Stated exercise A
Render the following sentence from the text on maximum-value wait times into Spanish: "Now let’s take a look at the relationship between the expected wait time and the time at which we observed our last max value."
Stated exercise B
Output the passage of the text on maximum-value wait times that begins at the words "These plots pretty" and stops after the words "plot(test$index[1:length(test$values)], log(test$arrival_time))", reproducing it character for character.

Text block
Looks like our estimator fits the data!

Now let’s take a look at the relationship between the expected wait time and the time at which we observed our last max value.

plot(test$arrival_time, test$next_arrival_wait, 
     col=(1+floor(test$values)),
     xlab="i",
     ylab="j|i"
     )

Yikes. This is a bit more readable in log-log space:

plot(log(test$arrival_time), log(test$next_arrival_wait), 
     col=(1+floor(test$values)),
     xlab="log(i)",
     ylab="log(j|i)"
     )

These plots pretty clearly shows that our expected $j$ is much more accurately estimable given some $m$ than given some $i$ , especially as sample size gets large.

Re-evaluating the growth rate

Earlier, I produced an argument for $2^{n}$ as a reasonable heuristic for the growth rate of the expected wait time to the next new max value. Let’s see how this estimate compares to the experimental data.

xv = 1:20
plot(test$index[1:length(test$values)], log(test$arrival_time))
lines(xv, log(2^(xv)), col="blue")
lines(xv, log(2^(xv-1)), col="red")
lines(xv, log(xv*2^(xv)), col="green")

From our simulations, it looks like $2^{n}$ is a reasonably good heuristic for small sample sizes, but the number of samples needed to achieve new max values for large samples seems to grow even faster than this, at least under the normality assumption we used in the simulation.

To improve our estimate, we need to examine the distribution of the max of a given sample. Following the notation defined earlier: $p (x = X_{(n)}) = p (x \geq X_{1}, x \geq X_{2}, \dots x \geq X_{n}) = F (x)^{n}$ . This distribution is closely related to the Gumbel distribution, which is widely used in extreme value theory: http://stats.stackexchange.com/questions/105745/extreme-value-theory-show-normal-to-gumbel

I don’t really have experience with extreme value theory, so I’m going to experiment with $p (x = X_{(n)})$ directly.

Given $X_{(n)}$ has CDF $F (x)^{n}$ , the PDF is given by $\frac{d}{d x} C D F = n F (x)^{n - 1} f (x)$ . Therefore, to find the expectation we evaluate the following interval:

E [x ∣ n] = \int x n F (x)^{n - 1} f (x) d x

Aaaaand we’re already at an impasse. This integral doesn’t just look difficult to evaluate: according to wolfram, if we adopt the normality assumption closed form solutions are only known up to $n = 5$ .

Although an analytic solution isn’t readily available, we can still use numerical methods to approximate this integral at different values of $n$ to estimate this expectation, and then maybe fit a curve to the result to get an approximation to the analytic solution as a function of $n$ . Although it’ll just be an approximation, it may still be very informative of the behavior of this expectation. In particular, I’m interested to see how quickly this grows, since the $2^{n}$ heuristic fails for large $n$ .

Data
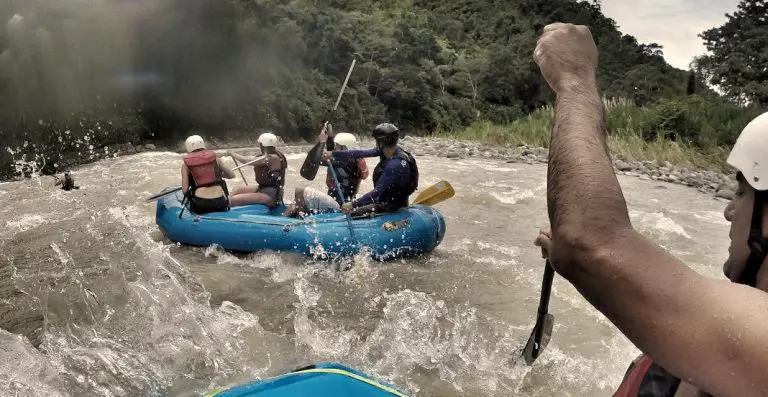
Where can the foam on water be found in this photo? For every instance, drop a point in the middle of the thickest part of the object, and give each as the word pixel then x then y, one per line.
pixel 657 221
pixel 124 316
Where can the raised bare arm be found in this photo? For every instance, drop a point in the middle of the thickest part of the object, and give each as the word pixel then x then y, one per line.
pixel 699 329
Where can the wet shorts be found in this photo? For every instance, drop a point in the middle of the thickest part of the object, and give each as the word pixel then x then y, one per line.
pixel 202 206
pixel 319 202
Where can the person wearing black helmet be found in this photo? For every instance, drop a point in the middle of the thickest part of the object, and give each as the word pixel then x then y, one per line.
pixel 394 178
pixel 67 183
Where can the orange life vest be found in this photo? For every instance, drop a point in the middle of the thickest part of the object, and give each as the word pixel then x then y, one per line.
pixel 203 168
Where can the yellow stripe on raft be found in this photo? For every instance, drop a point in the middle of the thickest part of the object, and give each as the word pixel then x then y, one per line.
pixel 329 371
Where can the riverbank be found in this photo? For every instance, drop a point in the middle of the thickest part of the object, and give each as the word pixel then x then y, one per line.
pixel 706 180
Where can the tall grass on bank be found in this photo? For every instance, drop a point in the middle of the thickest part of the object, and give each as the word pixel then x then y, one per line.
pixel 691 131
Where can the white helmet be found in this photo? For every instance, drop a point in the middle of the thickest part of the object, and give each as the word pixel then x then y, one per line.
pixel 345 138
pixel 750 153
pixel 268 139
pixel 194 142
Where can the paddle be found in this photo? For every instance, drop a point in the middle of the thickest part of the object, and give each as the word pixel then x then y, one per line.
pixel 163 193
pixel 312 162
pixel 434 194
pixel 241 171
pixel 542 331
pixel 341 198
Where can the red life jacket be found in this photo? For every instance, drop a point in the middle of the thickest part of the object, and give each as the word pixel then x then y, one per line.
pixel 203 168
pixel 630 386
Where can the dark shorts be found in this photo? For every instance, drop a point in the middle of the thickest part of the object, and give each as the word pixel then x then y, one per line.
pixel 202 206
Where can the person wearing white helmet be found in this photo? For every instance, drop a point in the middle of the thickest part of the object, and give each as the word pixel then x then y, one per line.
pixel 395 177
pixel 350 173
pixel 202 178
pixel 269 171
pixel 699 336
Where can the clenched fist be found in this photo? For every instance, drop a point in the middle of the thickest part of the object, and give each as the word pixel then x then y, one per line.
pixel 566 55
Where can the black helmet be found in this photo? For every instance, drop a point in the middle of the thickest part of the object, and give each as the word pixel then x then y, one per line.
pixel 386 134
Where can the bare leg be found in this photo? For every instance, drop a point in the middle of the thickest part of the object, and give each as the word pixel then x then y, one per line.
pixel 252 198
pixel 244 189
pixel 298 197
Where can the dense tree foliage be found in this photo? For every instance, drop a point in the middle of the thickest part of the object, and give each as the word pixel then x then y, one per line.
pixel 155 69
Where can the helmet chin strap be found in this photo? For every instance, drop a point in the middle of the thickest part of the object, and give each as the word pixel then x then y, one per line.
pixel 758 244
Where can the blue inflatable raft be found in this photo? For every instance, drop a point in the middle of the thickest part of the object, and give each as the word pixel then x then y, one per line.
pixel 319 380
pixel 409 232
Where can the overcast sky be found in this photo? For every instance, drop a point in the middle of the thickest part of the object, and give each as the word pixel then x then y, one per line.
pixel 674 24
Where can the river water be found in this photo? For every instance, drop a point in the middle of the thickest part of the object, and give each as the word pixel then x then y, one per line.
pixel 95 301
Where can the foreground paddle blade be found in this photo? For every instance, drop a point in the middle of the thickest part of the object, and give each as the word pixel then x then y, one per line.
pixel 312 162
pixel 542 331
pixel 532 348
pixel 436 193
pixel 163 193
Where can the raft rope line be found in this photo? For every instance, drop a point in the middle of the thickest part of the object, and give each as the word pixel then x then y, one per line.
pixel 330 371
pixel 286 226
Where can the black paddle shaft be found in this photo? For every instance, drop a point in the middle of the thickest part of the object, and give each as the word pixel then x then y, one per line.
pixel 546 290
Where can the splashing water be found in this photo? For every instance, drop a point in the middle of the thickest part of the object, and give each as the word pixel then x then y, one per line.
pixel 95 301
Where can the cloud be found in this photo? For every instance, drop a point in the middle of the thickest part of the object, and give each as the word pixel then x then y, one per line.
pixel 674 24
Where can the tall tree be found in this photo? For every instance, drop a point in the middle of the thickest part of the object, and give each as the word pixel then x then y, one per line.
pixel 738 57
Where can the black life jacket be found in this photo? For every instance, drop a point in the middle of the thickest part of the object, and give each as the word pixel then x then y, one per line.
pixel 348 173
pixel 396 196
pixel 277 177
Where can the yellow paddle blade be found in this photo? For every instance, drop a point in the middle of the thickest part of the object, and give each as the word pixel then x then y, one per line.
pixel 435 194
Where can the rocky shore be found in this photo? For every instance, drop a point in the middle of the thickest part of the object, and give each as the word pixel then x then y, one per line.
pixel 711 182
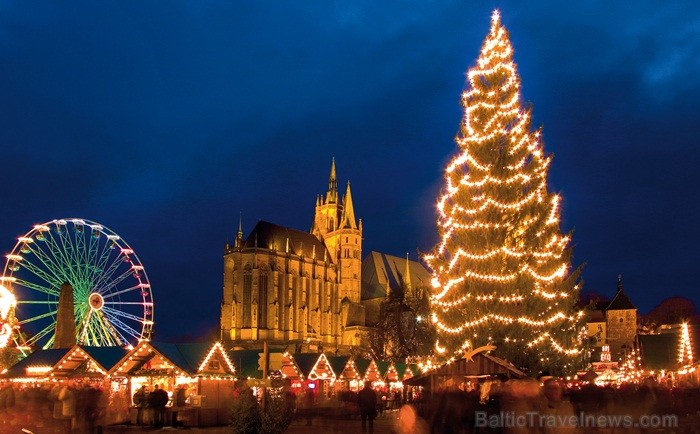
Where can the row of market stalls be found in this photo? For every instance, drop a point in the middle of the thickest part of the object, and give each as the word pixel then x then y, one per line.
pixel 203 374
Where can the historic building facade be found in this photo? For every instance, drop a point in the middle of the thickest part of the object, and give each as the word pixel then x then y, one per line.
pixel 289 286
pixel 614 325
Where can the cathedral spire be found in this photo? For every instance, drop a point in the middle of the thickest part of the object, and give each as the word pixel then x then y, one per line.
pixel 348 220
pixel 332 195
pixel 239 235
pixel 407 275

Exercise result A
Ahora echemos un vistazo a la relación entre el tiempo de espera esperado y el momento en que observamos nuestro último valor máximo.

Exercise result B
These plots pretty clearly shows that our expected $j$ is much more accurately estimable given some $m$ than given some $i$ , especially as sample size gets large.

Re-evaluating the growth rate

Earlier, I produced an argument for $2^{n}$ as a reasonable heuristic for the growth rate of the expected wait time to the next new max value. Let’s see how this estimate compares to the experimental data.

xv = 1:20
plot(test$index[1:length(test$values)], log(test$arrival_time))